### DESCRIPTION OF THE TASK
Within the entries below, the lines from the one with "For every instance of the sign" through the one with "For every instance of the blue jacket, give" are to be set down exactly, both ends kept.
=======
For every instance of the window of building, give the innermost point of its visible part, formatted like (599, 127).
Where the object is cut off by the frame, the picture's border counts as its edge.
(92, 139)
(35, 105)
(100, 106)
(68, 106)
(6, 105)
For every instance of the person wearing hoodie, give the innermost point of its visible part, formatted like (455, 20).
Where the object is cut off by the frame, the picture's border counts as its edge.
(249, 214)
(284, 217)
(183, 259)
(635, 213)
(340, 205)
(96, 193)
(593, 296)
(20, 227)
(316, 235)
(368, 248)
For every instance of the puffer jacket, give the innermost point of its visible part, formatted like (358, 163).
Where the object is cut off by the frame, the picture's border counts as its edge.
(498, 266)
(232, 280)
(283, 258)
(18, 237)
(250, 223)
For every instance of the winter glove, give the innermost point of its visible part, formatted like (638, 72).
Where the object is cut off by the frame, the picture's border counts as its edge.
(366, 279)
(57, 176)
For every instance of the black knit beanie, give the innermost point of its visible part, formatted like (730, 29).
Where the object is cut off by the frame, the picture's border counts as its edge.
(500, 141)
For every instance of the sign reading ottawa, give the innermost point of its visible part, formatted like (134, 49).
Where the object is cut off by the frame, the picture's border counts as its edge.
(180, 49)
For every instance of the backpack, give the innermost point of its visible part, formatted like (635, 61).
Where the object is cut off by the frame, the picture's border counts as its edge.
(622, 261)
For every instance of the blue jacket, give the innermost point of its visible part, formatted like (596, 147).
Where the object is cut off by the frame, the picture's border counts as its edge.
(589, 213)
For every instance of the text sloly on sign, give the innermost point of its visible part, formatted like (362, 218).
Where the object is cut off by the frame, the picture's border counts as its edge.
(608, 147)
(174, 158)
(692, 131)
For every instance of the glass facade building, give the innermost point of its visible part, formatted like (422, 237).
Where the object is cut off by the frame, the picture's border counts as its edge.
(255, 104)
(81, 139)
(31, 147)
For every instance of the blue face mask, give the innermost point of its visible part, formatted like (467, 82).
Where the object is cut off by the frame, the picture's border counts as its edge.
=======
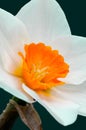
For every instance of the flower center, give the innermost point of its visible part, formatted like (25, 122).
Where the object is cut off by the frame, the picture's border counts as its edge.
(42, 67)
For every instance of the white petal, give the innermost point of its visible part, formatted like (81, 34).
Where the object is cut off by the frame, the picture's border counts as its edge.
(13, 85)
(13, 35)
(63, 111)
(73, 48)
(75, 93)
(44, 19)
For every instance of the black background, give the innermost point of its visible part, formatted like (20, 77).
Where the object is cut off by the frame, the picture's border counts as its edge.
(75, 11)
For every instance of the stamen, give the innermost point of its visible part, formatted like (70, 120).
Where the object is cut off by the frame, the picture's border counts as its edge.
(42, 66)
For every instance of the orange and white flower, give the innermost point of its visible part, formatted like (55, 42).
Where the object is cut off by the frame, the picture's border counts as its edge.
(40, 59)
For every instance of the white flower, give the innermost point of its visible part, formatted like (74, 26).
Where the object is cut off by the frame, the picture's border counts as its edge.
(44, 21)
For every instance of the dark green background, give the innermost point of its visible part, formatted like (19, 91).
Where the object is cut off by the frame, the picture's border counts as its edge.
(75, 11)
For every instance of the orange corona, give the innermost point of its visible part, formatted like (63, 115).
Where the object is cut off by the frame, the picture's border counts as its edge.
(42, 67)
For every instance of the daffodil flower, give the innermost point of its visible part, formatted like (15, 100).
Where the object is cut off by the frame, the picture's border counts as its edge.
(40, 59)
=======
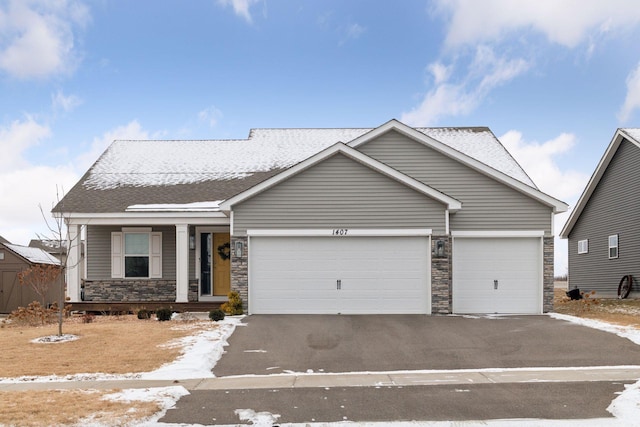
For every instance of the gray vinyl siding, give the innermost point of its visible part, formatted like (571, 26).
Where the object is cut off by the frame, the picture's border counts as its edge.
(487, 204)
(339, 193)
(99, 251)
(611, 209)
=======
### YOUR RESPONSE
For every instance of the sign reading ottawa, give the innermost point of its visible part, formatted like (134, 49).
Where the object is cut off by the frame, the picture's border counts as its edge.
(180, 49)
For every instance of the backpack, give the innermost point of its visible part, formatted like (635, 61).
Where the object is cut off by the frame, the picture's border counts as its edge.
(622, 261)
For every instance of the blue jacket, give the innermost point of its visible part, formatted like (596, 147).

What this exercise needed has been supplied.